> **Required work**
Rewrite the entries from the start through the line containing "M 126 241 L", repeating every line, requests included, but omitting the pictures. Scale only the polygon coordinates in the answers by 1.05 and round each to a whole number, with halves rounded up.

> **Records provided**
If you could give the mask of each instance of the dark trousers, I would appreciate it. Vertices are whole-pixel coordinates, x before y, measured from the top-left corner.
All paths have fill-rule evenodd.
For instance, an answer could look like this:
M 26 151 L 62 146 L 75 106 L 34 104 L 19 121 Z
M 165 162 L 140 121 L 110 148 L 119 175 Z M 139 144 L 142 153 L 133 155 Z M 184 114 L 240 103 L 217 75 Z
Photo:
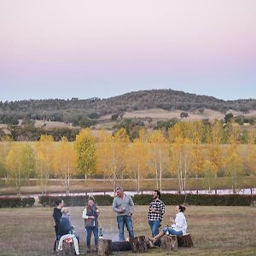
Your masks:
M 57 247 L 58 230 L 59 230 L 59 227 L 57 225 L 55 225 L 55 234 L 56 234 L 56 238 L 55 238 L 55 246 L 54 246 L 55 251 L 56 250 L 56 247 Z
M 99 240 L 99 232 L 98 232 L 98 227 L 92 226 L 92 227 L 85 227 L 87 236 L 86 236 L 86 244 L 87 247 L 90 248 L 90 238 L 91 238 L 91 233 L 93 233 L 94 236 L 94 244 L 96 247 L 98 246 L 98 240 Z

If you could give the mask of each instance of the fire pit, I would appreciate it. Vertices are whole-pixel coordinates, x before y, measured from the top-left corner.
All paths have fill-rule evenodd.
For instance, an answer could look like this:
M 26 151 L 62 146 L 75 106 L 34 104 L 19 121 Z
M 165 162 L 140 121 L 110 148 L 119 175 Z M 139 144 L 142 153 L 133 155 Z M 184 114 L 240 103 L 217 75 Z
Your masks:
M 126 241 L 112 241 L 111 247 L 112 247 L 113 252 L 131 251 L 131 250 L 130 242 Z

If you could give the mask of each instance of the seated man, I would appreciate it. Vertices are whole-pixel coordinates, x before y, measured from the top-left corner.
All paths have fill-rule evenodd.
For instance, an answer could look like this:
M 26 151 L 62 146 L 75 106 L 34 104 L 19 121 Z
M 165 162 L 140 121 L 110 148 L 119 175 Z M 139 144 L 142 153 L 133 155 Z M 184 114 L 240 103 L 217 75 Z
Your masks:
M 74 243 L 74 247 L 76 250 L 76 254 L 79 254 L 79 236 L 73 234 L 73 226 L 71 224 L 69 219 L 69 210 L 68 208 L 64 208 L 62 212 L 62 217 L 60 221 L 60 226 L 58 230 L 58 239 L 60 240 L 60 243 L 58 246 L 58 249 L 62 249 L 62 242 L 63 240 L 67 238 L 72 238 Z

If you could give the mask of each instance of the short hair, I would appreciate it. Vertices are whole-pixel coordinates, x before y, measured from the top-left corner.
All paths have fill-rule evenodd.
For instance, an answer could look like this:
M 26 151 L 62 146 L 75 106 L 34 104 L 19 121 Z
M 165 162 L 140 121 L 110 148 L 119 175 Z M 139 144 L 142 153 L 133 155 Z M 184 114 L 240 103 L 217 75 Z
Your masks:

> **Answer to this task**
If you could give the mask of each instance of the dark trousers, I would appreciate it. Vertices are whole-pixel coordinates, x before y, measured from the top-left corner.
All paths have fill-rule evenodd.
For instance, an answer could look like this:
M 26 151 L 62 146 L 75 106 L 34 104 L 19 121 Z
M 165 162 L 140 121 L 110 148 L 119 175 Z M 139 144 L 142 153 L 133 155 Z M 184 114 L 240 103 L 217 75 Z
Photo:
Your masks:
M 60 259 L 61 242 L 62 242 L 62 238 L 60 236 L 58 236 L 58 246 L 59 246 L 59 250 L 58 250 L 58 258 L 57 258 L 58 264 L 59 263 L 59 259 Z
M 104 252 L 104 244 L 103 244 L 103 238 L 97 237 L 97 238 L 89 238 L 91 248 L 90 248 L 90 256 L 91 259 L 95 260 L 95 250 L 96 250 L 96 245 L 98 245 L 99 248 L 99 256 L 101 259 L 103 258 L 103 252 Z

If you could give the mask of each instance of the fire pit, I would appreciate it. Vertices are whole-pixel coordinates, x before y, measured from the top-left corner.
All paths have fill-rule evenodd.
For instance, an answer could look like this:
M 26 151 L 62 146 L 75 106 L 34 104 L 19 121 Z
M 165 162 L 140 121 L 110 148 L 119 175 Z M 139 144 L 142 153 L 133 155 Z M 184 114 L 240 103 L 217 75 Z
Your masks:
M 132 253 L 118 253 L 117 259 L 118 259 L 119 265 L 138 264 L 138 263 L 137 254 Z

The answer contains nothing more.